Selected text:
On Saturday, April 19, 2014, Luke Antins notifications@github.com<javascript:_e(%7B%7D,'cvml','notifications@github.com');> wrote:

I have a gut feeling the blog post will help if you were not aware of the signal handling change, there are a number of Resque issues related to Heroku/SIGTERM, this change addresses those issues.

Please let us know what you find.

— Reply to this email directly or view it on GitHubhttps://github.com/lantins/resque-retry/issues/97#issuecomment-40880010 .

davetron5000 commented 10 years ago

Our invocations generally look like this:

env NEW_RELIC_DISPATCHER=resque TERM_CHILD=1 RESQUE_TERM_TIMEOUT=10 bundle exec rake environment resque:work QUEUE=* --trace

We've been setting TERM_CHILD for the reasons outlined in that article you linked. I haven't resorted to turning on VVERBOSE yet, but I could certainly try it for a few days at least…

lantins commented 10 years ago

@jzaleski Hoping you have some more ideas! :)

davetron5000 commented 10 years ago

I'm gonna run our code today with VVERBOSE, and I also added some logging about the number of retries each time the job runs. This particular job fires a lot during the (East Cost of the US) afternoon, so we're bound to see a failure. With that I can figure out how many times it retries (and when) or if the job simply died out-of-band.

Thanks again for the help. Will report back in a few hours…

jzaleski commented 10 years ago

Sounds good @davetron5000, the more information the better. I was planning to do some work on this today so please let us know your findings.

Collected data:
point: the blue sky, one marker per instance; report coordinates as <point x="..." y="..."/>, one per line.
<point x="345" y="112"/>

Goal:
Pick up the resque-retry discussion thread after its final comment and continue it. The data stand apart from the resque-retry discussion thread.

The answer:
On Monday, April 21, 2014, David Copeland notifications@github.com wrote:

I'm gonna run our code today with VVERBOSE, and I also added some logging about the number of retries each time the job runs. This particular job fires a lot during the (East Cost of the US) afternoon, so we're bound to see a failure. With that I can figure out how many times it retries (and when) or if the job simply died out-of-band.

Thanks again for the help. Will report back in a few hours…

— Reply to this email directly or view it on GitHubhttps://github.com/lantins/resque-retry/issues/97#issuecomment-40932208 .

davetron5000 commented 10 years ago

OK, so it happened again this morning (finally :). Here's the log excerpt:

Apr 22 09:31:14 spectre-production app/fire_item_event_worker.3:  ** [16:31:14 2014-04-22] 2: got: (Job{fire_item_event} | FireItemEventJob | [1059177, "PI scan", 486, nil]) 
Apr 22 09:31:14 spectre-production app/fire_item_event_worker.3:  ** [16:31:14 2014-04-22] 1005: Running after_fork hooks with [(Job{fire_item_event} | FireItemEventJob | [1059177, "PI scan", 486, nil])] 
Apr 22 09:31:14 spectre-production app/fire_item_event_worker.3:  ** [16:31:14 2014-04-22] 1005: (Job{fire_item_event} | FireItemEventJob | [1059177, "PI scan", 486, nil]) failed: #<Resque::TermException: SIGTERM> 
Apr 22 09:31:14 spectre-production app/fire_item_event_worker.3:  ** [16:31:14 2014-04-22] 2: Running before_fork hooks with [(Job{fire_item_event} | FireItemEventJob | [1059177, "PI scan", 486, nil])] 
Apr 22 09:31:14 spectre-production app/fire_item_event_worker.3:  ** [16:31:14 2014-04-22] 2: Exiting... 

Observations:

It seems like its either dying in the after_fork hook, or, it got an exception before calling perform and is dying in the failure hooks.

Does this point us somewhere more specific?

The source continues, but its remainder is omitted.